Article.
^^^^^^^^^^^^^^^^

Registers in the STM32 memory map are grouped in a way that makes it possible to write a struct definition for each peripheral, having the registers of the peripheral in one unit, for example:

typedef struct
{
  __IO uint32_t CR;            /*!< RCC clock control register,       Address offset: 0x00 */
  __IO uint32_t PLLCFGR;       /*!< RCC PLL configuration register,   Address offset: 0x04 */
  __IO uint32_t CFGR;          /*!< RCC clock configuration register, Address offset: 0x08 */
   /* ... */
}  RCC_TypeDef;

It's advantage over using a separate definition for each register becomes more apparent when there are more than one peripherals of the same kind, e.g. UARTs. There is a typedef struct { /* ... */ } USART_TypeDef; similar to the above one, describing the arrangement of the UART registers, then the base address of each USART/UART is defined as pointers to a USART_TypeDef.

#define USART1              ((USART_TypeDef *) USART1_BASE)
#define USART2              ((USART_TypeDef *) USART2_BASE)

Consider the following function:

void usart1_send_byte(uint8_t data) {
  while((USART1->SR & USART_SR_TXE) == 0)

^^^^^^^^^^^^^^^^

Data shown.
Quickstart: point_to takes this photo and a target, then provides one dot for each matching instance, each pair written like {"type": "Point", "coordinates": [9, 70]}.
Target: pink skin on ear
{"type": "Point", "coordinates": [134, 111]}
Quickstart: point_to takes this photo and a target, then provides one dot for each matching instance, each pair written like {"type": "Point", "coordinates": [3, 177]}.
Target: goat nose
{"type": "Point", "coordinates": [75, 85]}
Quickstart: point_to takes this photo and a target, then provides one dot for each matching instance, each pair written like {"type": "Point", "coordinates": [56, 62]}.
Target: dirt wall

^^^^^^^^^^^^^^^^

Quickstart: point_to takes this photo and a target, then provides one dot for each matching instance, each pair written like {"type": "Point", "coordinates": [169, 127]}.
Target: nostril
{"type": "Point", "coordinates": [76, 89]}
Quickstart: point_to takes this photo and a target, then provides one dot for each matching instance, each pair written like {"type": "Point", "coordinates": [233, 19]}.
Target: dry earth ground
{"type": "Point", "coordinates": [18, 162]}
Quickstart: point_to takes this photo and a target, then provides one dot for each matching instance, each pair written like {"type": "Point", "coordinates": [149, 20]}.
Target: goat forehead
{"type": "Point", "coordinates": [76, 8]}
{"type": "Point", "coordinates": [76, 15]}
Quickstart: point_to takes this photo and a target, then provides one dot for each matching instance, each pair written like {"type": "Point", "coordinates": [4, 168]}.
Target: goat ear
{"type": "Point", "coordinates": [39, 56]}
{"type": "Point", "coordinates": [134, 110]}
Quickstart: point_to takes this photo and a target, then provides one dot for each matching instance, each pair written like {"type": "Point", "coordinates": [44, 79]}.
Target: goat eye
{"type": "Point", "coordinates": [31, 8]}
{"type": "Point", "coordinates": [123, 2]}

^^^^^^^^^^^^^^^^

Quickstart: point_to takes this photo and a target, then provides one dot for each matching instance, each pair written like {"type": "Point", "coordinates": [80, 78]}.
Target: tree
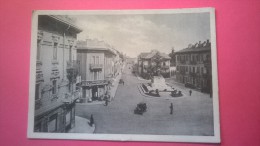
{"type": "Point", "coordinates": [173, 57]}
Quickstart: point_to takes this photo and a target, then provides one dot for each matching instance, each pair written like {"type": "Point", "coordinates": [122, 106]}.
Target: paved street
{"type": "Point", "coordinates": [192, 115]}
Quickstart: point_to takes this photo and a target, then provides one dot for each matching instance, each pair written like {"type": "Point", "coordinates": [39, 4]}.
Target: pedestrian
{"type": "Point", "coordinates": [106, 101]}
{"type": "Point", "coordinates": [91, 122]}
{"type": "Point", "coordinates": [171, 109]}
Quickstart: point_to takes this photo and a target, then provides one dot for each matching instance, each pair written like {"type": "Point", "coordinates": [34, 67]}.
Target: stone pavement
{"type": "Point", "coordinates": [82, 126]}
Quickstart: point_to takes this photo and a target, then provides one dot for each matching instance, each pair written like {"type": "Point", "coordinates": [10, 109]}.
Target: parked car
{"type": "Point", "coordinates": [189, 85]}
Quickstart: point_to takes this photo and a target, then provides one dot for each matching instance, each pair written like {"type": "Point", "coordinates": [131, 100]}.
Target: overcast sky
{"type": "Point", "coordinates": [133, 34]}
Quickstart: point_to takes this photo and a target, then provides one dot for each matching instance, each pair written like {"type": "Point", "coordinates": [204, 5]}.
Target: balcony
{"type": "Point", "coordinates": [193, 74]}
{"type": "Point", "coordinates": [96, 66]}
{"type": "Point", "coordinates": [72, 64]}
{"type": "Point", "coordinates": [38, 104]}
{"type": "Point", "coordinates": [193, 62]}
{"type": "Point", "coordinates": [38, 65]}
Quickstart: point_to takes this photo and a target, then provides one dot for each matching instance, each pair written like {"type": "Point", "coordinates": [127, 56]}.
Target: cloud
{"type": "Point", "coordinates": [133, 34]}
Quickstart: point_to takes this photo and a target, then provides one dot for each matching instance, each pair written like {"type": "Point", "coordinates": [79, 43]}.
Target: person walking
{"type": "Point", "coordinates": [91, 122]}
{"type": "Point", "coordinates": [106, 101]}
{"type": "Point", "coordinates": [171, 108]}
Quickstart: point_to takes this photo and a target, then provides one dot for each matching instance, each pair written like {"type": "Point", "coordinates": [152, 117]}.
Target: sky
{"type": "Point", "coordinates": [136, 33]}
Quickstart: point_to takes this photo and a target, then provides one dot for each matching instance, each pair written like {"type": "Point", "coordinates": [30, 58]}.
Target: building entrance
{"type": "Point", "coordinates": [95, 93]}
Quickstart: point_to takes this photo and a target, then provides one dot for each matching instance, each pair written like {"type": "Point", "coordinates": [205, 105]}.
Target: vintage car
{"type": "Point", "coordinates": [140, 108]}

^^^^^^^^^^^^^^^^

Exercise goal. Continue the STM32 register-struct passage, starting right after its last line.

Reply to the task.
    ;
  USART1->DR = data;
}

If there were separate definitions for each register in the system headers, it would become someting like

void usart1_send_byte(uint8_t data) {
  while((*USART1_SR & USART_SR_TXE) == 0)
    ;
  *USART1_DR = data;
}

Now we would like to generalize this function to work with any UART/USART in the system, not just USART1. Converting the first variant is easy,

void usart1_send_byte(USART_TypeDef *u, uint8_t data) {
  while((u->SR & USART_SR_TXE) == 0)
    ;
  u->DR = data;
}

but the other one would become quite awkward. Should we pass the address of each register it touches as a parameter? Or use more complicated constructs like *(usart_base + USART_DR_OFFSET) every time?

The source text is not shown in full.